Before you finish, make sure every line below has been written out exactly.

━━━━━━━━

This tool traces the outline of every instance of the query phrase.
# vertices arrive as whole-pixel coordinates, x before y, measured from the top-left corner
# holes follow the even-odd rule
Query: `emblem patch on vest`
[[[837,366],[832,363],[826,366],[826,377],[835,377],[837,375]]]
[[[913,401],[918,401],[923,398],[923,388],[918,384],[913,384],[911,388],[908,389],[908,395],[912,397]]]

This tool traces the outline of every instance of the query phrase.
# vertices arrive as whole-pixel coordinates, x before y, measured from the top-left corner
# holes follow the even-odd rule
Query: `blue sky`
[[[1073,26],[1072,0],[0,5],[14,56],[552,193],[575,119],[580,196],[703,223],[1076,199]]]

━━━━━━━━

- Response:
This tool traces the outline of every instance of the query phrase.
# vertices arrive as whole-pixel coordinates, x before y, measured from the top-left corner
# holes follow the even-odd rule
Query: `emblem patch on vest`
[[[837,366],[832,363],[826,366],[826,377],[835,377],[837,375]]]
[[[913,401],[918,401],[923,398],[923,388],[918,384],[913,384],[911,388],[908,389],[908,395],[912,397]]]

This tool traces the outline of every instance of the query phrase.
# vertices arrive as whole-pixel coordinates, x before y, measured from the top-left corner
# holes follow the even-odd rule
Query: `blue sky`
[[[1073,26],[1072,0],[0,5],[14,56],[552,193],[575,119],[580,196],[703,223],[1076,199]]]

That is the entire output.